◆ Your instructions ◆
While copying the entries exactly, leave out each picture they contain.

Point localization data
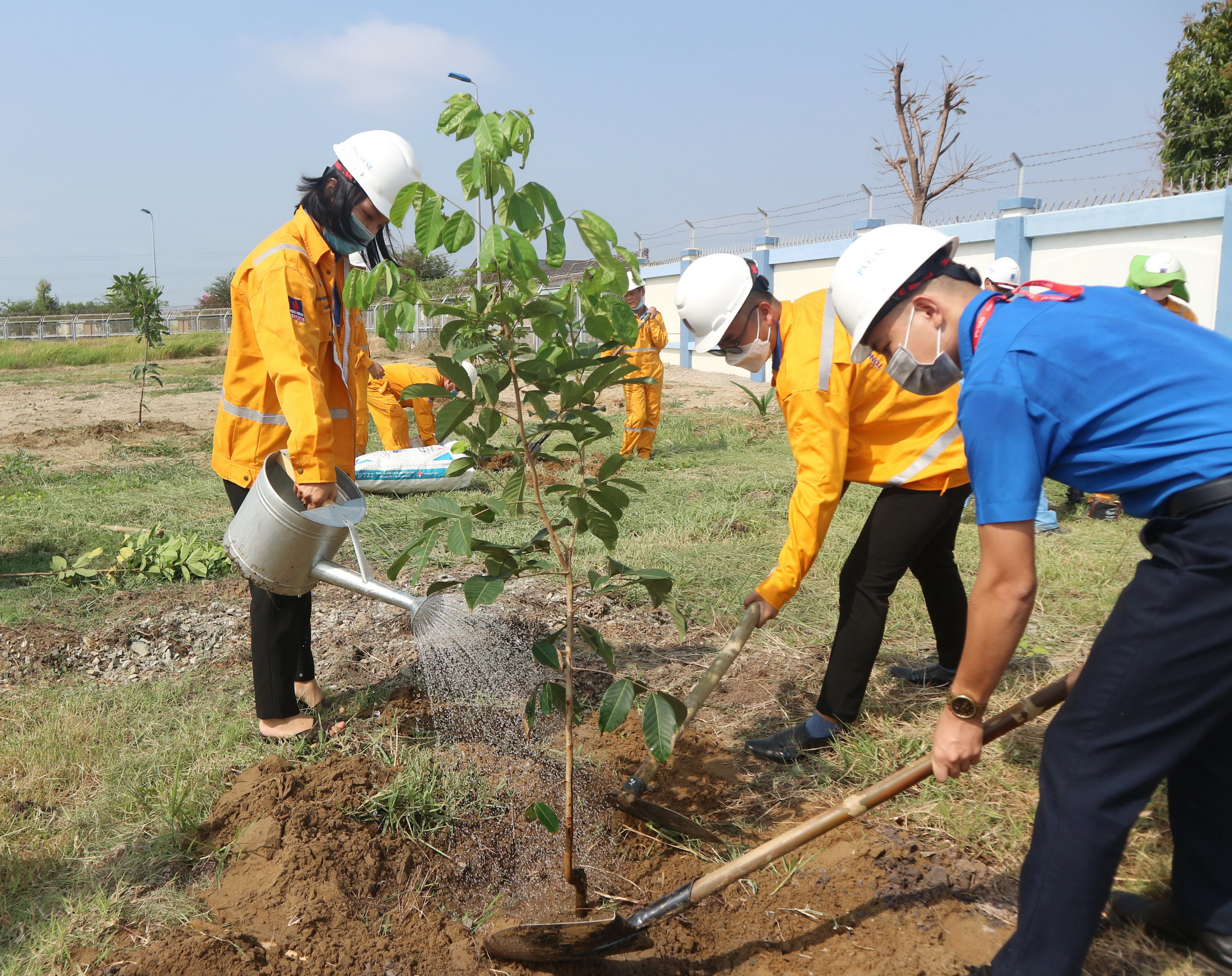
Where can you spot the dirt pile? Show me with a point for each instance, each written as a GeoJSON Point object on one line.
{"type": "Point", "coordinates": [307, 884]}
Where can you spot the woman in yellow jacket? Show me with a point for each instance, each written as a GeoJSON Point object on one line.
{"type": "Point", "coordinates": [390, 412]}
{"type": "Point", "coordinates": [292, 382]}
{"type": "Point", "coordinates": [644, 402]}
{"type": "Point", "coordinates": [847, 423]}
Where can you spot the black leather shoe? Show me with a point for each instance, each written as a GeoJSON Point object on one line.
{"type": "Point", "coordinates": [788, 746]}
{"type": "Point", "coordinates": [934, 676]}
{"type": "Point", "coordinates": [1161, 920]}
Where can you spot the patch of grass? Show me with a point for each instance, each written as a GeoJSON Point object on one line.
{"type": "Point", "coordinates": [98, 787]}
{"type": "Point", "coordinates": [430, 793]}
{"type": "Point", "coordinates": [30, 354]}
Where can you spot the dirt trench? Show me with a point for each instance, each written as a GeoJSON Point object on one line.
{"type": "Point", "coordinates": [306, 885]}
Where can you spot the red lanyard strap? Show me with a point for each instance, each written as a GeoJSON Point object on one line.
{"type": "Point", "coordinates": [1056, 294]}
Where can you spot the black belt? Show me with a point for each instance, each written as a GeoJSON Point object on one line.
{"type": "Point", "coordinates": [1200, 497]}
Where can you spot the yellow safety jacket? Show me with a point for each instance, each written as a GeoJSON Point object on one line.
{"type": "Point", "coordinates": [849, 423]}
{"type": "Point", "coordinates": [385, 395]}
{"type": "Point", "coordinates": [290, 379]}
{"type": "Point", "coordinates": [652, 335]}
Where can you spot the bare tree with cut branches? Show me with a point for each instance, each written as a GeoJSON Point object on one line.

◆ Output for this exercise ◆
Where can you spot the dirt pile? Show me with a point for each instance, each written as a GeoJSON Point object on one line.
{"type": "Point", "coordinates": [307, 884]}
Where can you spot the woman in yellow jacket? Show me with a point for each instance, each written as a GeoJSON Point object on one line.
{"type": "Point", "coordinates": [390, 412]}
{"type": "Point", "coordinates": [292, 382]}
{"type": "Point", "coordinates": [644, 402]}
{"type": "Point", "coordinates": [847, 423]}
Where can you spot the black leather shoe? Show me with a point for each instance, each written as a GeoJSON Point object on one line.
{"type": "Point", "coordinates": [788, 746]}
{"type": "Point", "coordinates": [934, 676]}
{"type": "Point", "coordinates": [1161, 920]}
Where can you spot the patch of grass? Show me with a point for each instance, each written as a GeoJSON Point object on one line.
{"type": "Point", "coordinates": [98, 787]}
{"type": "Point", "coordinates": [430, 793]}
{"type": "Point", "coordinates": [30, 354]}
Where can you spot the dirt trench? Show me with a point for each instance, each written as a GeoJSON Point object on one line.
{"type": "Point", "coordinates": [306, 885]}
Where can you spot the red lanyard strap? Show me with a point for each instance, each written as a GeoJSON Point object on one line.
{"type": "Point", "coordinates": [1056, 294]}
Where can you spot the black belt? Show me with a point for each instance, each written as a GeoJSON Point object on one line.
{"type": "Point", "coordinates": [1200, 497]}
Where can you spot the yellow safety jacket? Show me with a point for each instance, each written as a GeoJSON Point object on one line.
{"type": "Point", "coordinates": [849, 423]}
{"type": "Point", "coordinates": [385, 395]}
{"type": "Point", "coordinates": [290, 379]}
{"type": "Point", "coordinates": [652, 335]}
Where can you spot the bare tree with cut branches? Show me with a point for each instance, each written as a GeoJSON Point object on one line.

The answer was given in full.